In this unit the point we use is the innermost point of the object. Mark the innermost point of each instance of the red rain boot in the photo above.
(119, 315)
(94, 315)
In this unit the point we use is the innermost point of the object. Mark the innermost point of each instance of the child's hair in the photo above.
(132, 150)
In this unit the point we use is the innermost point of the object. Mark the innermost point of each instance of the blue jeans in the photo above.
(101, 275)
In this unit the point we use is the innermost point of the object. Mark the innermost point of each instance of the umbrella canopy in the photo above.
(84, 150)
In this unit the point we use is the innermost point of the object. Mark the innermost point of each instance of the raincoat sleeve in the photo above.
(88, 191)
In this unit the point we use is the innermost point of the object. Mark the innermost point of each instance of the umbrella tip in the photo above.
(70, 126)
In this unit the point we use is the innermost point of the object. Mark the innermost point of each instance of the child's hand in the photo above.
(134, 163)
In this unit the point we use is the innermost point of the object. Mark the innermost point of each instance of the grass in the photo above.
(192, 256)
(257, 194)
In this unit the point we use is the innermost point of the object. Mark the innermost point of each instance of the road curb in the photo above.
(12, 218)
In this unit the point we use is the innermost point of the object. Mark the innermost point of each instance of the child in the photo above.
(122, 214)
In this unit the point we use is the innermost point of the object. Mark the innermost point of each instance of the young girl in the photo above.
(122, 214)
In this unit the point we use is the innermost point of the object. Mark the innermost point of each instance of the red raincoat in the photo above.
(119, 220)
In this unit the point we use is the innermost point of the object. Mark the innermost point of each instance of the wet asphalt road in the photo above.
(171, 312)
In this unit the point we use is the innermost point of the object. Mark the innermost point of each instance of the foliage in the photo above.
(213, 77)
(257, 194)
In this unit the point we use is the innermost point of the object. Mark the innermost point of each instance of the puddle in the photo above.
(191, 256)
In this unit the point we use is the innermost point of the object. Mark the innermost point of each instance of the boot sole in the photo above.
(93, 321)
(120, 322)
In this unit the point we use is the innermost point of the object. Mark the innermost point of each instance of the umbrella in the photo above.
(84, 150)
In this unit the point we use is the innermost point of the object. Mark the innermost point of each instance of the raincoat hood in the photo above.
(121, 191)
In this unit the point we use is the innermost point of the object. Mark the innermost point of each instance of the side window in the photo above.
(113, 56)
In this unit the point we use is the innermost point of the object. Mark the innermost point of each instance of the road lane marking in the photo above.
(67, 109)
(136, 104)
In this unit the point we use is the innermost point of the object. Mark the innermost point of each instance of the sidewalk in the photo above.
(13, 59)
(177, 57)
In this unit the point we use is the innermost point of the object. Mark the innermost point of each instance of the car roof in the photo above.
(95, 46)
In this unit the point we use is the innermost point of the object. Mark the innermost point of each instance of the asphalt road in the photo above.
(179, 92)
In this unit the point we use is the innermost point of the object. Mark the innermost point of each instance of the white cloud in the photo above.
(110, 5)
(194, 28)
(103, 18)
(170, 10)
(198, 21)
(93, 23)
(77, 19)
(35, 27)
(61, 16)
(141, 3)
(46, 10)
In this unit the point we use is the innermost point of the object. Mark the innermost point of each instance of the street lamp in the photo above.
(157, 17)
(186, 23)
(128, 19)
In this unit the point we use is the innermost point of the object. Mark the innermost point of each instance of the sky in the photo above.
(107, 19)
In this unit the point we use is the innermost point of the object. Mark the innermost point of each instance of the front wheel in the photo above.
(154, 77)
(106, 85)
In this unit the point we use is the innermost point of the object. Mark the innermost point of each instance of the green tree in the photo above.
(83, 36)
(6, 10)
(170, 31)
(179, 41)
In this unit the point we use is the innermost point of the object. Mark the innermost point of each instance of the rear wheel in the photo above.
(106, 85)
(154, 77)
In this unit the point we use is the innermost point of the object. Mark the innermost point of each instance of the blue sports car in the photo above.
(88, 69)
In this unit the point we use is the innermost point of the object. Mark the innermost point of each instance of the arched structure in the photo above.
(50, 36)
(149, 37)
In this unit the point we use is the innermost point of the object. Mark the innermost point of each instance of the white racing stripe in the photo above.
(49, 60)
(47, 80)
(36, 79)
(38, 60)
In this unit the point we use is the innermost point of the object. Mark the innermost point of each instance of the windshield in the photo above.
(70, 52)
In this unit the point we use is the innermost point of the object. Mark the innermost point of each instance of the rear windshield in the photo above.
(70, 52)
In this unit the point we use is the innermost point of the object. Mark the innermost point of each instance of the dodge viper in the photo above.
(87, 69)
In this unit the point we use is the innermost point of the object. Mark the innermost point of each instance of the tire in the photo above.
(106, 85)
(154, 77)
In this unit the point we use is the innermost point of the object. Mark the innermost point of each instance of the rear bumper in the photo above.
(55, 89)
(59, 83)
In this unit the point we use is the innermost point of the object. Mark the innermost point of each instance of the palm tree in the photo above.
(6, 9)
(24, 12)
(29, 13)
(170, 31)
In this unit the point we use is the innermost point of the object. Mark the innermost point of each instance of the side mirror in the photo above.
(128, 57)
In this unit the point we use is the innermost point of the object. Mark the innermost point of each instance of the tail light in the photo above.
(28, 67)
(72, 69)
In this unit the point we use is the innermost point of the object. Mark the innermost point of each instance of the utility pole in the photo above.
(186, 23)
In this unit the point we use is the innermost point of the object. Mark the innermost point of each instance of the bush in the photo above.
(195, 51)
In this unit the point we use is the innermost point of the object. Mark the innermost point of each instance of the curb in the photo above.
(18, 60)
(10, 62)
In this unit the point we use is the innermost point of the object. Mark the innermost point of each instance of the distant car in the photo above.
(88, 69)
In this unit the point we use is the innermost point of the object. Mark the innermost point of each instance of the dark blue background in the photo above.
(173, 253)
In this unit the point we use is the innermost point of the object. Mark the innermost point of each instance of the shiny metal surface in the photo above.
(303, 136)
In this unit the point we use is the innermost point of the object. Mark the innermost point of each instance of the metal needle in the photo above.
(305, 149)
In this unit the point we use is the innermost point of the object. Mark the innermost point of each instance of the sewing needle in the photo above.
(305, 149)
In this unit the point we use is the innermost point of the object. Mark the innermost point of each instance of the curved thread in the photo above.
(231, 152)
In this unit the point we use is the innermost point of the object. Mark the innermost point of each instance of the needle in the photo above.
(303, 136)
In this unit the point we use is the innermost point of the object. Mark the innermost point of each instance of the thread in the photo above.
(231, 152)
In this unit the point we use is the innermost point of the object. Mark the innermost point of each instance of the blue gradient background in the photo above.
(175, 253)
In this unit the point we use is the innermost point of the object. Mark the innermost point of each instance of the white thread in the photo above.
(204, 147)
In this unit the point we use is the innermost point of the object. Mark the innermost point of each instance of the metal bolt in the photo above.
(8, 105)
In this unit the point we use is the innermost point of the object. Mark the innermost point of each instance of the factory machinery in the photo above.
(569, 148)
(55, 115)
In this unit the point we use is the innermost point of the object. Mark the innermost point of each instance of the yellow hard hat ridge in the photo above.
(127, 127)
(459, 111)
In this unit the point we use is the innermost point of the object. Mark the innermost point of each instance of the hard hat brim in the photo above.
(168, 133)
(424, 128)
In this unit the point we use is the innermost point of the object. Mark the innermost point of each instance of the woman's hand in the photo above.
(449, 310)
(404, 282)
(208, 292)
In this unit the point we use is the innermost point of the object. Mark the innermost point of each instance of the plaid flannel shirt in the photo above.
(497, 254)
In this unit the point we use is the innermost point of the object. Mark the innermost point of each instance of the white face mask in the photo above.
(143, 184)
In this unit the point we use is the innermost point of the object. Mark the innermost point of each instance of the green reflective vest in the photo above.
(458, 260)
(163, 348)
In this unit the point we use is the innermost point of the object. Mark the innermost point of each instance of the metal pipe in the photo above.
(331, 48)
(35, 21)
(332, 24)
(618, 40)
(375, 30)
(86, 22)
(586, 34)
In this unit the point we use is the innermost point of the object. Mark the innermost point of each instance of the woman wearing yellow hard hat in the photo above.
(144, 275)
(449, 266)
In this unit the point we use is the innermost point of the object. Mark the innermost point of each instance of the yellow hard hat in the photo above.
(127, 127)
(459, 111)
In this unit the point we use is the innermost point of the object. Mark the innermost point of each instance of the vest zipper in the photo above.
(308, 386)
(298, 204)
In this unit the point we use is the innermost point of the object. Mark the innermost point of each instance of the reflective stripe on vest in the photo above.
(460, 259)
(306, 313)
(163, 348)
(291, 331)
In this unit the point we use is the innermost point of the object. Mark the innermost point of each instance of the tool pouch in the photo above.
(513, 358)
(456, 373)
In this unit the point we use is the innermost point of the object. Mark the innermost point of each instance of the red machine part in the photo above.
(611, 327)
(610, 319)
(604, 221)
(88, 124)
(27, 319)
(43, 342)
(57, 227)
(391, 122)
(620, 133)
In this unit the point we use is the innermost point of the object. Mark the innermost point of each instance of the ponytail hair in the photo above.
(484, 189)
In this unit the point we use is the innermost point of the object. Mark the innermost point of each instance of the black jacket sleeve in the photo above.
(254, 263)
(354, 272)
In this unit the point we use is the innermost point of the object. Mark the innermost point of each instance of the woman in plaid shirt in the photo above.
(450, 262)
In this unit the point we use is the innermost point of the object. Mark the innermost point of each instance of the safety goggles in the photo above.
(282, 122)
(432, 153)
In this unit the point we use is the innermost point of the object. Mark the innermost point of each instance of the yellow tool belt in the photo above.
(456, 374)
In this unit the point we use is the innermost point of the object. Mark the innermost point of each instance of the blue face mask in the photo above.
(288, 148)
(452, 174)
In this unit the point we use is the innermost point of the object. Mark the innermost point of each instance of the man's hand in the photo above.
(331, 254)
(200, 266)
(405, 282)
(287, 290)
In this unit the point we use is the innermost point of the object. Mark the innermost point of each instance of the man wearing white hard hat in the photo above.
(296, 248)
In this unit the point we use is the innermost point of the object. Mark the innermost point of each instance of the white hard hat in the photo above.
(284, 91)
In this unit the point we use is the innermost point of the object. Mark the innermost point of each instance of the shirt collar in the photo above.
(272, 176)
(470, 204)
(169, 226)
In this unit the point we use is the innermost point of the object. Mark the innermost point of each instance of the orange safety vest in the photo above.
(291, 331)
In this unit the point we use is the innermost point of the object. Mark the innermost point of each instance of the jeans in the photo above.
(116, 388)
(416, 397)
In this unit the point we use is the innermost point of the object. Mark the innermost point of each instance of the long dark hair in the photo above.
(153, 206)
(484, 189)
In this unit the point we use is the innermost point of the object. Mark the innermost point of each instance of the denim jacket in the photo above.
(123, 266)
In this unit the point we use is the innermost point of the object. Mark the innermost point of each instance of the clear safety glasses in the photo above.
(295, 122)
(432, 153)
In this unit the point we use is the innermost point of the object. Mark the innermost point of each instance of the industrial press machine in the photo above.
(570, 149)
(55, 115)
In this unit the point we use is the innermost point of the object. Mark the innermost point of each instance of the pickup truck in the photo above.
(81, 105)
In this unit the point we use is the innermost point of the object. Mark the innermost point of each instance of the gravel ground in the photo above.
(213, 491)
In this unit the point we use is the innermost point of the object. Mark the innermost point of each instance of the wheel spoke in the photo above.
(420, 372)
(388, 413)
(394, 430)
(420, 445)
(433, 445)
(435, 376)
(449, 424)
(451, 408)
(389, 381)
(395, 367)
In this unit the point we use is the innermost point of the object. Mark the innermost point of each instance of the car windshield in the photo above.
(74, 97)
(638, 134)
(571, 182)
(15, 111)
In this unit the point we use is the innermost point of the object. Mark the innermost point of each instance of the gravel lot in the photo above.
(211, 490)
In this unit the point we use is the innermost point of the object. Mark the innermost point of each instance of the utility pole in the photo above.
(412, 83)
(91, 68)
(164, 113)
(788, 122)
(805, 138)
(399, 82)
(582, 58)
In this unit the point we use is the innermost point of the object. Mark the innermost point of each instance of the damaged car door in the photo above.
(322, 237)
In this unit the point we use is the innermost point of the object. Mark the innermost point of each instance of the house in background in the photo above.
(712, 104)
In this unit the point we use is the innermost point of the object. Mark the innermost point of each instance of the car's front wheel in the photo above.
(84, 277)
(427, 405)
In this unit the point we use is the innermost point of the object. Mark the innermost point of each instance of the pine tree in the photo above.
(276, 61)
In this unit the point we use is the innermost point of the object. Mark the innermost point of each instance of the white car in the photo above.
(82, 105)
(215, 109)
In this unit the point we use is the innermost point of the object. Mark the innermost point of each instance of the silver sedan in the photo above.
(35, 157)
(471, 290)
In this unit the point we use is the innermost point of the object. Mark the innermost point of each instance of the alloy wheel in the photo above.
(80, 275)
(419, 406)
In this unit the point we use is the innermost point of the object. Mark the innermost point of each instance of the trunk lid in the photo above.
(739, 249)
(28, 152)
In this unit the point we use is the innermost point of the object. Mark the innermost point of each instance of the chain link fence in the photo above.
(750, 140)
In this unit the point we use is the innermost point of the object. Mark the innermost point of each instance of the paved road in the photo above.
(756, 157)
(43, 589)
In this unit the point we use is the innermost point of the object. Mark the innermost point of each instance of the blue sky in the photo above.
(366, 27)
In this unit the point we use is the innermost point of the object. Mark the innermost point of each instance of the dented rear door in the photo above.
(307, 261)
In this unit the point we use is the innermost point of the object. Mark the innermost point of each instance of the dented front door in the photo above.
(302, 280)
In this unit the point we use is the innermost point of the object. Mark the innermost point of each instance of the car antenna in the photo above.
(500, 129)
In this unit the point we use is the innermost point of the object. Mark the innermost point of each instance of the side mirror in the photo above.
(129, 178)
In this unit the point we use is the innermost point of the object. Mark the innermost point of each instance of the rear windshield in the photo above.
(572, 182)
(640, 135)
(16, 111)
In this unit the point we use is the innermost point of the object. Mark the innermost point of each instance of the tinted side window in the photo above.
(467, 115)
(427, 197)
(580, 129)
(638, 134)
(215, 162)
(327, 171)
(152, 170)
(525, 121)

_ _ _ _ _

* [TO BE DONE]: Write out, word for word, every line from the one containing "front door in the photo above." through the last line of the records above.

* [EXERCISE SOLUTION]:
In this unit the point we use is the innermost point of the object. Mark the innermost point of each instance of the dented front door in the photo above.
(302, 280)
In this unit the point we use is the innermost point of the object. Mark the innermost point of each instance of the car antenna in the photo above.
(500, 129)
In this unit the point we use is the innermost point of the object. Mark the innermost point of each instance of the side mirror in the photo above.
(129, 178)
In this unit the point we use is the innermost point of the object. Mark the innermost point of each instance of the rear windshield in the photo above.
(572, 182)
(640, 135)
(16, 111)
In this unit the point we use is the innermost point of the object. Mark the innermost point of each instance of the tinted side window in the photo above.
(467, 115)
(427, 197)
(580, 129)
(638, 134)
(215, 162)
(327, 171)
(152, 170)
(525, 121)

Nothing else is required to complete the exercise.